Excerpts of pointing data:
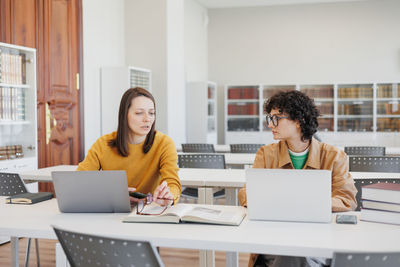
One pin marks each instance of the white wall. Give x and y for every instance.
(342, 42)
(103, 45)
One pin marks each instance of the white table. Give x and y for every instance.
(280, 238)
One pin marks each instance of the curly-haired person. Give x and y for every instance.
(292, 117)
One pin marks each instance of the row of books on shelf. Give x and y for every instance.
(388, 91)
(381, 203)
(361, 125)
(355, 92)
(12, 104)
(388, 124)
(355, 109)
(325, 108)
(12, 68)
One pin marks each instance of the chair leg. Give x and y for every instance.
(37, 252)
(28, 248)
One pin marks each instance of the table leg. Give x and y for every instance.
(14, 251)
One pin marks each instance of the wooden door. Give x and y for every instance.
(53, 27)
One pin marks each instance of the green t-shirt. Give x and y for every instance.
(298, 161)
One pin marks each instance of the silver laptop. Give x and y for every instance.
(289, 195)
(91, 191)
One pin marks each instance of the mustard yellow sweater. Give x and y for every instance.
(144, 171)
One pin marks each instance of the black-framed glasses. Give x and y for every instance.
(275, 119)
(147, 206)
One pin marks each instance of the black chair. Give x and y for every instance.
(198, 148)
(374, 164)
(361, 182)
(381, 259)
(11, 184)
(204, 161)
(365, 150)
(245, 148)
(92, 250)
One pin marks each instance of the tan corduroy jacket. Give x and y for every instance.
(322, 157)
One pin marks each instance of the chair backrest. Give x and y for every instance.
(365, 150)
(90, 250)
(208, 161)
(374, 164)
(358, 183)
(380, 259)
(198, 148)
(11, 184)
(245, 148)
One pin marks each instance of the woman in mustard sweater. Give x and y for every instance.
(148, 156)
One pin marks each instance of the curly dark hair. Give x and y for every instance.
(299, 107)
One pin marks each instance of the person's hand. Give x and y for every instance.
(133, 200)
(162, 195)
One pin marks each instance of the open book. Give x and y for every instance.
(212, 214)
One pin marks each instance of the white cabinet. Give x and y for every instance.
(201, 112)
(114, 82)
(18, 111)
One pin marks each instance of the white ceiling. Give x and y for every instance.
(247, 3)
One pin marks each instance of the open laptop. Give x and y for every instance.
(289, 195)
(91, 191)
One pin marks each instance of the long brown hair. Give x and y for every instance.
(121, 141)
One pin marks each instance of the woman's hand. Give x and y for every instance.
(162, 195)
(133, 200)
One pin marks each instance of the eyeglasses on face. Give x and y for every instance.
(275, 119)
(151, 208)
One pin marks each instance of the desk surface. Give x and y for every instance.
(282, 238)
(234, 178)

---

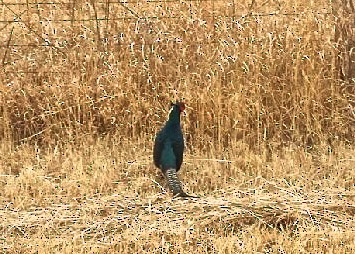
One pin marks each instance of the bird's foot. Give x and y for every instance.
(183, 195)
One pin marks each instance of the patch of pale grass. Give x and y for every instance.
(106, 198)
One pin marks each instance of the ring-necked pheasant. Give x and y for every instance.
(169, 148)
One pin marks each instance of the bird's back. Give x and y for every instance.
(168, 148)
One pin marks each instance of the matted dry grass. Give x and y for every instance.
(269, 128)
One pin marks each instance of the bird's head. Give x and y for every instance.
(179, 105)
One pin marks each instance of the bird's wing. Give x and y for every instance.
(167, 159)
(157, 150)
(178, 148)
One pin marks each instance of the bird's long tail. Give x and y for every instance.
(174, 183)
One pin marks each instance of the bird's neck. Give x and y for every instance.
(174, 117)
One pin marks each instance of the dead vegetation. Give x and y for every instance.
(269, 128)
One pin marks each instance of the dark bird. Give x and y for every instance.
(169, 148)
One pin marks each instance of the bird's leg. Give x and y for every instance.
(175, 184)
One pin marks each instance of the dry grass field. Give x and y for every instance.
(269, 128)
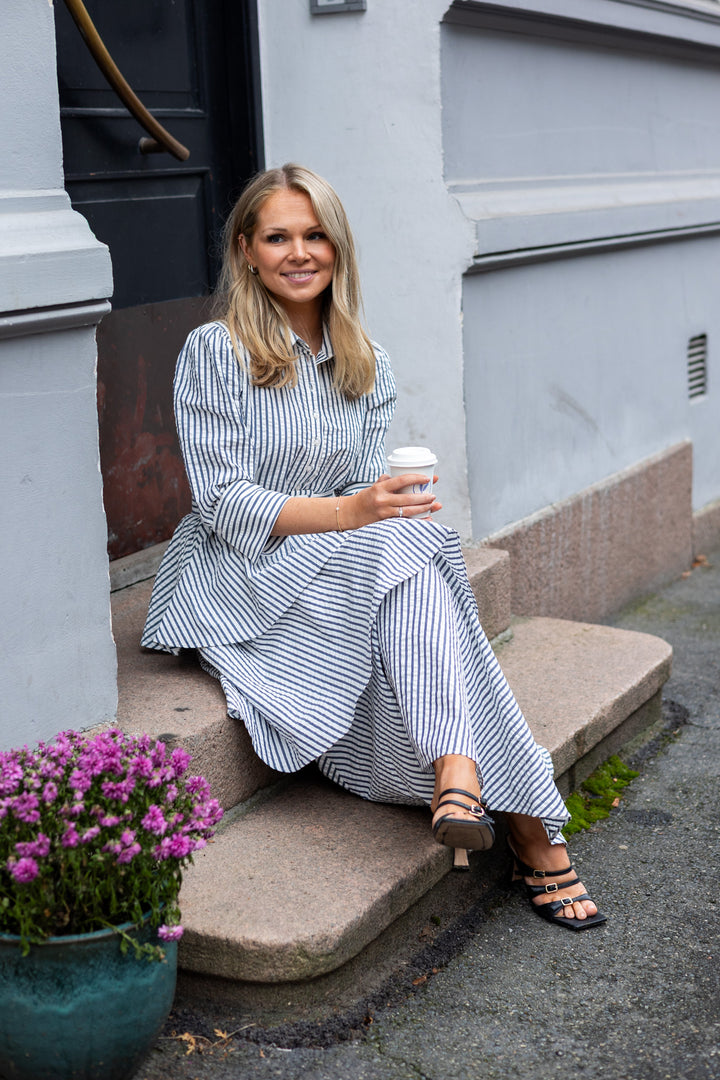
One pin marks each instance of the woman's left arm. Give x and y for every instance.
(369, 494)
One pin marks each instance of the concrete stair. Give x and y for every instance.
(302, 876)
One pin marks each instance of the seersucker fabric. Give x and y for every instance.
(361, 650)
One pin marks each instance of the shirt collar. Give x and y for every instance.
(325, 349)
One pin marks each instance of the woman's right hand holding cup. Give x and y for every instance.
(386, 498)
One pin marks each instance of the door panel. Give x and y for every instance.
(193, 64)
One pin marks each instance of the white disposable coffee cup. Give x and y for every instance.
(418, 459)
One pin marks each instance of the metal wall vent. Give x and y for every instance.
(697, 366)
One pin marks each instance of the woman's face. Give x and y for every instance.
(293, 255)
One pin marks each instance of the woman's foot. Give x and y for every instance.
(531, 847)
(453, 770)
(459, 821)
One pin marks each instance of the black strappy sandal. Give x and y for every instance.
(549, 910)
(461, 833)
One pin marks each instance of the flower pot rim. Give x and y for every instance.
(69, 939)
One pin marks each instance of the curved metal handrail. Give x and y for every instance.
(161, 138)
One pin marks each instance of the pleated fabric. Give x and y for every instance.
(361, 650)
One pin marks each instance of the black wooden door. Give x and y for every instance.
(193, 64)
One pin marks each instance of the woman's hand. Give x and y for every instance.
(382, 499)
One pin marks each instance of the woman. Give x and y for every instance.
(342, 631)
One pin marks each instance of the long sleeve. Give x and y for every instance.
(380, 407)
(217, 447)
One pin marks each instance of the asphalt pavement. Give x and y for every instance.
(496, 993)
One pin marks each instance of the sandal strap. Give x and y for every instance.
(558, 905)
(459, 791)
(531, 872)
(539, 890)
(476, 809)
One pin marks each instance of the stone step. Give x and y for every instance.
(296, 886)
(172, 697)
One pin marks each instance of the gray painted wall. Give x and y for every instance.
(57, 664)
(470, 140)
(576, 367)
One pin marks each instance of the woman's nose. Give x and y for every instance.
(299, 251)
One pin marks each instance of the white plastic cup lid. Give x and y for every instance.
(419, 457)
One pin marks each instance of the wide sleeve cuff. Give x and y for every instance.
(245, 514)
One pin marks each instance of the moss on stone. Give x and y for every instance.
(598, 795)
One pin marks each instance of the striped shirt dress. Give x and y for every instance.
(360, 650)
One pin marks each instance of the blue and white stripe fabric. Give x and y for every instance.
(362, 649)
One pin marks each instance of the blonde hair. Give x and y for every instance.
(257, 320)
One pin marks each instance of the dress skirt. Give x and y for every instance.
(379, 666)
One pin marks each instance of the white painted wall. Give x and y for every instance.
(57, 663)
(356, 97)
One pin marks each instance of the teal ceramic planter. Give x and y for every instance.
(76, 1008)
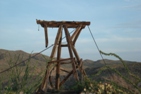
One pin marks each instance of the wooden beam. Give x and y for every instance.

**TASK BRIEF**
Copy out the lines of the data word for word, starting at the line that contains "One pin marks each instance of the pleated" and ending at the line that contains "One pin marks each instance of the wooden beam.", with both of those lines included. Leave the pictures out of your copy.

**COMPLETE OUTPUT**
One pin marks each instance of the pleated fabric. Give x and y for every instance.
(361, 650)
One pin marks each instance of the black wooden door. Give x and y for every instance.
(193, 64)
One pin marks each instance of the woman's hand. Give x and y for every instance.
(382, 499)
One pin marks each instance of the woman. Give x and y for every instance.
(342, 631)
One pin marks each instance of the long sleeve. Give x and y for every instance.
(380, 407)
(217, 447)
One pin marks each instance of the asphalt pavement. Give x and y for every instance.
(496, 993)
One pin marks each instance of the sandal strap. Give x and y for every instance.
(558, 905)
(459, 791)
(531, 872)
(539, 890)
(476, 809)
One pin marks each instance of the stone step. Give x and y for every instance.
(296, 886)
(172, 697)
One pin marks each instance of the gray painted wall. Give x and y for every instance.
(57, 664)
(470, 140)
(576, 367)
One pin marks each instance of the woman's nose. Give x and y for every instance.
(299, 251)
One pin marks each instance of the white plastic cup lid. Give x and y for every instance.
(419, 457)
One pin marks each instance of the wide sleeve cuff. Give x and y for every instance.
(245, 514)
One pin marks each instance of the moss on stone. Give x and y for every instance.
(598, 795)
One pin marks each instance of the striped shirt dress. Give x and y for every instance.
(360, 650)
One pin marks each instance of the blue and white stripe fabric. Give x and y for every instance.
(362, 649)
One pin marks each instance of the blonde hair. Give x and y for every instance.
(257, 320)
One pin marks each instance of the dress skirt. Give x and y for every instance.
(379, 666)
One pin marks each instance of the white painted wall. Give x and y for every instance.
(57, 663)
(356, 97)
One pin marks each instance of the teal ceramic planter. Give x and y for every instance.
(76, 1008)
One pin marks each instance of the wooden beam. Give x and y for every instance.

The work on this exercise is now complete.